▶ _Task to complete_
In the records below, please retype word for word every line from the one containing "of the shrub." through the final one, both included, and nothing else.

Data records
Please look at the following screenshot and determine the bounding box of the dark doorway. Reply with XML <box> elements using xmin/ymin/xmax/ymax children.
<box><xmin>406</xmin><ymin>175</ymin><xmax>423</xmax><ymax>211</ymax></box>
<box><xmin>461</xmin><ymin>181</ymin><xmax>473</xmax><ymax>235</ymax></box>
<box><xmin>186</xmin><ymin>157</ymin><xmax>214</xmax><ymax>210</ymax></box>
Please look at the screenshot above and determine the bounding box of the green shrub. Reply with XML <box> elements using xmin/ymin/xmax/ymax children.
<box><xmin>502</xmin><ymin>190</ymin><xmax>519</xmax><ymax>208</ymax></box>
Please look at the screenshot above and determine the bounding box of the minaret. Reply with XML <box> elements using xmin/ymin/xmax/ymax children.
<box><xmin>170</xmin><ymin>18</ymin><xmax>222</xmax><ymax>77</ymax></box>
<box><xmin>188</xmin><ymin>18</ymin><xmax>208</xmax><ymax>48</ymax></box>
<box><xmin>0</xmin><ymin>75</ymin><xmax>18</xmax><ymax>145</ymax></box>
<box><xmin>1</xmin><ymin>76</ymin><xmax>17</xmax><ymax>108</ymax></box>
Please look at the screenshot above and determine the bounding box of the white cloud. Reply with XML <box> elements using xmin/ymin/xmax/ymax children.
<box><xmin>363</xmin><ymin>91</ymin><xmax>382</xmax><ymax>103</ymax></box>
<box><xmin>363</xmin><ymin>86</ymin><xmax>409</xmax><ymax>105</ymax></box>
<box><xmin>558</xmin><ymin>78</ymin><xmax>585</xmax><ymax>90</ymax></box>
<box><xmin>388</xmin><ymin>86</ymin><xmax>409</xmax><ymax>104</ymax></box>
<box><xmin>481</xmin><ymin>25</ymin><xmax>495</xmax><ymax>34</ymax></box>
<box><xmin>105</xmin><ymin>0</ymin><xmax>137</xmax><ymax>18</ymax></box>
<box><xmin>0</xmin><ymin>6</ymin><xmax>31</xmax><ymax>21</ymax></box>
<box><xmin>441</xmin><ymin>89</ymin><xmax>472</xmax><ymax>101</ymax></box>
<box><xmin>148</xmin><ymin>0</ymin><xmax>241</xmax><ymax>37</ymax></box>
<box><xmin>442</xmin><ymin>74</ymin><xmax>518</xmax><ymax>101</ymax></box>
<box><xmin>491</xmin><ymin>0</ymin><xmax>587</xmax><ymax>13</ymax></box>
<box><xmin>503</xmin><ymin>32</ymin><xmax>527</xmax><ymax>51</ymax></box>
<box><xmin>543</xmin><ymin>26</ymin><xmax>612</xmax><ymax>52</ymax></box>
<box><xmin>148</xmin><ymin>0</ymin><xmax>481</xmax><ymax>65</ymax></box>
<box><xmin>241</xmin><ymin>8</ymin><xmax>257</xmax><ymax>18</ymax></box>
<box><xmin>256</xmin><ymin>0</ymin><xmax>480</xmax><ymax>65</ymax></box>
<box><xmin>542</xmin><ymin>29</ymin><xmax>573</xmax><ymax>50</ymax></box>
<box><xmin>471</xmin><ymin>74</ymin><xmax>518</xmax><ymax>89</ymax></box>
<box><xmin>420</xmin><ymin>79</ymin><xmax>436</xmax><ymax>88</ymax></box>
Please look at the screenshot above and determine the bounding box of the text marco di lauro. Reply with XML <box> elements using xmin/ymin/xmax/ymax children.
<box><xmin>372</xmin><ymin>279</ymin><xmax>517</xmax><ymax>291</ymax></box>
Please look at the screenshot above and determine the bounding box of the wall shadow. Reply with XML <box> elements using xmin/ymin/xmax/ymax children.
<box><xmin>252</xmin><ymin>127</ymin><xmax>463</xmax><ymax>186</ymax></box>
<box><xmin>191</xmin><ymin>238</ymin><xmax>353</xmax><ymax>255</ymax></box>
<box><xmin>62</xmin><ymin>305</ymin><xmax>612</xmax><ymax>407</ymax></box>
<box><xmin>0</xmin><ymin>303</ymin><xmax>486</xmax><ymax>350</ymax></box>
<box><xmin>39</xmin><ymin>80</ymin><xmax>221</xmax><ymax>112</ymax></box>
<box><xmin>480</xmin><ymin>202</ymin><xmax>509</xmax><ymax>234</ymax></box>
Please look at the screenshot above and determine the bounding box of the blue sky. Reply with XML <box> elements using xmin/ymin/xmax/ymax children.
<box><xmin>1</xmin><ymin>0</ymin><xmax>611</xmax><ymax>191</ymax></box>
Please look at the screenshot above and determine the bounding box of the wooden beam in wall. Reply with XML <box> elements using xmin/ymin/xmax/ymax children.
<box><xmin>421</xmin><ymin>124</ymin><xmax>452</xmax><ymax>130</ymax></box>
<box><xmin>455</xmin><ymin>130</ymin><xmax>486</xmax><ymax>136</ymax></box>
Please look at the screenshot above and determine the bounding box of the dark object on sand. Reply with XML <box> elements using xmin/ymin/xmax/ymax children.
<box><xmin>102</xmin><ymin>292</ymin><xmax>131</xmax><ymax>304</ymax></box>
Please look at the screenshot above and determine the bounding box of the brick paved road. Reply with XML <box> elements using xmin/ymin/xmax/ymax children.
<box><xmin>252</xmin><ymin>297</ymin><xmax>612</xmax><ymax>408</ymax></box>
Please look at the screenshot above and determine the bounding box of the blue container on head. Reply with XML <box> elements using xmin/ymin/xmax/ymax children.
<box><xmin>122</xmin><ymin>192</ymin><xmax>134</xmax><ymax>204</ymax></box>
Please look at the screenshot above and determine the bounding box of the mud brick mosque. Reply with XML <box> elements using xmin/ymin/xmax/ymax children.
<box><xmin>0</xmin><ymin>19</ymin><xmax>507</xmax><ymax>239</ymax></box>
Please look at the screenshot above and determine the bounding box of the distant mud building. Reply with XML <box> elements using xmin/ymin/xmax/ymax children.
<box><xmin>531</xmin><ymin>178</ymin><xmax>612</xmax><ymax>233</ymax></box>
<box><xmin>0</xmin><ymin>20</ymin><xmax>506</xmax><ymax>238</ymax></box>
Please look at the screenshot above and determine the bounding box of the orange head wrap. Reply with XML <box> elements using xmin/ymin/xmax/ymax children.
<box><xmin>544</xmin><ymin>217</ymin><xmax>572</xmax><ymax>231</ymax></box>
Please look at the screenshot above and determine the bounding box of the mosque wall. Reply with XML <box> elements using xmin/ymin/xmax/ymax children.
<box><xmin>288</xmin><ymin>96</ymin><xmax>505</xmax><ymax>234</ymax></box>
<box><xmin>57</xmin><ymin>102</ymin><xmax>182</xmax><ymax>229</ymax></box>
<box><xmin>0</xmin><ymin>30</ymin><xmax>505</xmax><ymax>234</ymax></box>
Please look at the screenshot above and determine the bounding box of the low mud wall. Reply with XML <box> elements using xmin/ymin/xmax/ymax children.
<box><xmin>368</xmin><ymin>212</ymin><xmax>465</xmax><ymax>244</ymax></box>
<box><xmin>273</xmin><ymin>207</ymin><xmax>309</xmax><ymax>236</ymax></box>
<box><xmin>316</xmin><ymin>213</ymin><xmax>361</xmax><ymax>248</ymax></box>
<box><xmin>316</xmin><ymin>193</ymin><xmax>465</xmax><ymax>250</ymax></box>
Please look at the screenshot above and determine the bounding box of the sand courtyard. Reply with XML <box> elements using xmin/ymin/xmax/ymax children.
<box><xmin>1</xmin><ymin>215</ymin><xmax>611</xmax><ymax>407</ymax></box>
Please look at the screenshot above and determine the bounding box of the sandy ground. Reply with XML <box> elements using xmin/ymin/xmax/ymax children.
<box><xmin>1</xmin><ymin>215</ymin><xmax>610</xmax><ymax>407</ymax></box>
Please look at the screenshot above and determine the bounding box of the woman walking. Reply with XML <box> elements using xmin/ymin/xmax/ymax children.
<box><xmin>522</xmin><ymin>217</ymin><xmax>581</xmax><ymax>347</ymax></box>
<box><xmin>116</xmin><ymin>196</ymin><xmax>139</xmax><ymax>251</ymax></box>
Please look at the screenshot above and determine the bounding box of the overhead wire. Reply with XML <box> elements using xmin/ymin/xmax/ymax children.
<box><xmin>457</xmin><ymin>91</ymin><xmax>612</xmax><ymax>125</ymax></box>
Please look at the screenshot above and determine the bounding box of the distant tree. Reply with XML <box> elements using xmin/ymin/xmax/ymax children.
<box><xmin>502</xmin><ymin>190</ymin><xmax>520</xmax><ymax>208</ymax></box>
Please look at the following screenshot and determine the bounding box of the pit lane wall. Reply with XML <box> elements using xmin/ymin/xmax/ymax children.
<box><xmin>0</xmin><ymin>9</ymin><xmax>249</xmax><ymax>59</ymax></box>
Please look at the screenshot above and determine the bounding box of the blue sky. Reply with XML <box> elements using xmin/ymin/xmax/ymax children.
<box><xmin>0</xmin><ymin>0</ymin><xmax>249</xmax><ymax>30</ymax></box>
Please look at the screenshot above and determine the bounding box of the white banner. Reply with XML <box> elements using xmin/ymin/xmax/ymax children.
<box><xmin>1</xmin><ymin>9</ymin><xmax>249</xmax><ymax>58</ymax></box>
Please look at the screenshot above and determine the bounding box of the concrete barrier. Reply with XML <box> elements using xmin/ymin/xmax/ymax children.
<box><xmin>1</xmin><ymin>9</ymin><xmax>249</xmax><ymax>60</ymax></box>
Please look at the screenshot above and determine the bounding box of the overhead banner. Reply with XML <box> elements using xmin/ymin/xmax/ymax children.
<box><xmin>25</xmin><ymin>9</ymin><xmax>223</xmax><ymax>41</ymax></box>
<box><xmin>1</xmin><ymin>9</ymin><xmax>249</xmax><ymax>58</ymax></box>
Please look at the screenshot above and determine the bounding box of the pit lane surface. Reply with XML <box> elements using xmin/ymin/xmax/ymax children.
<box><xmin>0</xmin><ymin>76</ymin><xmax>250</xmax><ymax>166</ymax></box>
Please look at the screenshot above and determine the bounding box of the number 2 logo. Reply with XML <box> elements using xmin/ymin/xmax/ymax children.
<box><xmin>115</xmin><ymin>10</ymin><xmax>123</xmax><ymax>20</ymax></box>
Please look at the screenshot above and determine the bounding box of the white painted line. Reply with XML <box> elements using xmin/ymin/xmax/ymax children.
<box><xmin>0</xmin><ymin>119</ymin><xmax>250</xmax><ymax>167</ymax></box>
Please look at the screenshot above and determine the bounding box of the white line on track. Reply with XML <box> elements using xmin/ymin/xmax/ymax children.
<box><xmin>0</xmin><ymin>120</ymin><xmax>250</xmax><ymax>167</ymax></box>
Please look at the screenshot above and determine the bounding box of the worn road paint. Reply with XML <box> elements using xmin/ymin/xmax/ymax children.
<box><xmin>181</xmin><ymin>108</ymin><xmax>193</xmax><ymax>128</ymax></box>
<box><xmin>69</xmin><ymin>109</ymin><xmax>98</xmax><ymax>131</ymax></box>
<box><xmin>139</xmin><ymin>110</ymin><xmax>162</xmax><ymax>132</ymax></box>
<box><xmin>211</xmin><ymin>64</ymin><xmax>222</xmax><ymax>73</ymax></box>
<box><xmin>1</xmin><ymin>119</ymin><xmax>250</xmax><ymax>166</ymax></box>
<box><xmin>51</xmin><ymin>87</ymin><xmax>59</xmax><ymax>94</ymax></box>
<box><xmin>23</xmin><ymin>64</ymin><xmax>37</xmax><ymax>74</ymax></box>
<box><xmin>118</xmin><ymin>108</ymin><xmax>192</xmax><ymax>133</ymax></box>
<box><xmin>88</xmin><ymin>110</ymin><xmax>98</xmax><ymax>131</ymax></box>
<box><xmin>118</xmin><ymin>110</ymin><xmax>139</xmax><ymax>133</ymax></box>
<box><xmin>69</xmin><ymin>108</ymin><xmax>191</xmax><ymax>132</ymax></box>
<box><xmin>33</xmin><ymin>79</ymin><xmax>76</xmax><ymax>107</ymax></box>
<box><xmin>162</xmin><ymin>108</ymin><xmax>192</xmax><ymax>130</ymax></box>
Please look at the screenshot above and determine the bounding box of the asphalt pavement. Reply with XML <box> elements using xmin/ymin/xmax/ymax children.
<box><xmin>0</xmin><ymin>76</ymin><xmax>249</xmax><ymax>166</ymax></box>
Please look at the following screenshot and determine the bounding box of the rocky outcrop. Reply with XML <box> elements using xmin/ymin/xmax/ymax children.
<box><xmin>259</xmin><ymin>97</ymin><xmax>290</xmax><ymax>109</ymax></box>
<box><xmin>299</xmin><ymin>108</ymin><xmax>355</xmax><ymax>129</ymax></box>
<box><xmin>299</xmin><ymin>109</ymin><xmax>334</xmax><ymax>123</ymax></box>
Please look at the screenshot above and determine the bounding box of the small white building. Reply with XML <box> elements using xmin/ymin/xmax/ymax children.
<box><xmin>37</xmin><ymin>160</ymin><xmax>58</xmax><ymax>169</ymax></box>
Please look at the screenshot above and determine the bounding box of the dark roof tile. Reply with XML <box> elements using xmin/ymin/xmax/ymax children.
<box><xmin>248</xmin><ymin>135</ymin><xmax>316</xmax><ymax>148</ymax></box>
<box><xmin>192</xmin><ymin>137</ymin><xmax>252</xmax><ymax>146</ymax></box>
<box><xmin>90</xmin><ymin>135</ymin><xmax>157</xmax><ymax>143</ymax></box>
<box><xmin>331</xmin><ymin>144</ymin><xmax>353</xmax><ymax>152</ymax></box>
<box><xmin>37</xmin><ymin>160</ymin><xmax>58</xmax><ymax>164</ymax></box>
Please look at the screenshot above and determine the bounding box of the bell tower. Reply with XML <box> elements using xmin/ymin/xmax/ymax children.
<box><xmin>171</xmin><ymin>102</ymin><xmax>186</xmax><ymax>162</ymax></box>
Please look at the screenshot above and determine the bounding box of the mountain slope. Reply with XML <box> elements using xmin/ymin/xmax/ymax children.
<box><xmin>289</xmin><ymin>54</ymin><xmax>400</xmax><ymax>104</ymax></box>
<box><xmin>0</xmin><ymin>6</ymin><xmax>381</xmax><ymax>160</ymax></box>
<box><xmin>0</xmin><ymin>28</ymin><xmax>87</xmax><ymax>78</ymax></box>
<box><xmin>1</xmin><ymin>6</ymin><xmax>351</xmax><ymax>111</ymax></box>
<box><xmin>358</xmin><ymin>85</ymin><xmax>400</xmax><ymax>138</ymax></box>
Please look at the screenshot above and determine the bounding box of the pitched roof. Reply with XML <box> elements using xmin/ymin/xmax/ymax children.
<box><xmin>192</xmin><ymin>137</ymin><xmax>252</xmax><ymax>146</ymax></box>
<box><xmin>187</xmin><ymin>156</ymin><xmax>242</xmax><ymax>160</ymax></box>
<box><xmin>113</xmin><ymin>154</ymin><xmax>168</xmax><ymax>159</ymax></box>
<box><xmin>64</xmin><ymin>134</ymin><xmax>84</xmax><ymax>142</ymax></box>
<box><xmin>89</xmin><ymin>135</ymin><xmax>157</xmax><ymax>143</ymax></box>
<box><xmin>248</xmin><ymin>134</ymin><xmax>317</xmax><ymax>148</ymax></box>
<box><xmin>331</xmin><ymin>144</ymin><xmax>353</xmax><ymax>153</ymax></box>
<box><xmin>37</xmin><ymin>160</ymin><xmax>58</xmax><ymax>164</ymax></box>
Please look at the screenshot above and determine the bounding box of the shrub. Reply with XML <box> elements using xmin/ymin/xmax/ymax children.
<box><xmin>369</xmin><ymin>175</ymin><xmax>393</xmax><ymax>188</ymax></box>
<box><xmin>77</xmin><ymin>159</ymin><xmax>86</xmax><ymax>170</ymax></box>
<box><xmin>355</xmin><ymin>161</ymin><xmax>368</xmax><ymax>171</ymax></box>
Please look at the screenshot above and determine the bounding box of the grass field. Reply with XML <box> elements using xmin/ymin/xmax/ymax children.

▶ _Solution to this task_
Please look at the screenshot above and determine the bounding box of the shrub. Reply with XML <box> elements using xmin/ymin/xmax/ymax children.
<box><xmin>369</xmin><ymin>175</ymin><xmax>393</xmax><ymax>188</ymax></box>
<box><xmin>77</xmin><ymin>159</ymin><xmax>86</xmax><ymax>170</ymax></box>
<box><xmin>355</xmin><ymin>161</ymin><xmax>368</xmax><ymax>171</ymax></box>
Please look at the screenshot above and determine the bounding box of the grass field. Reply with XML <box> elements using xmin/ymin/xmax/ymax children.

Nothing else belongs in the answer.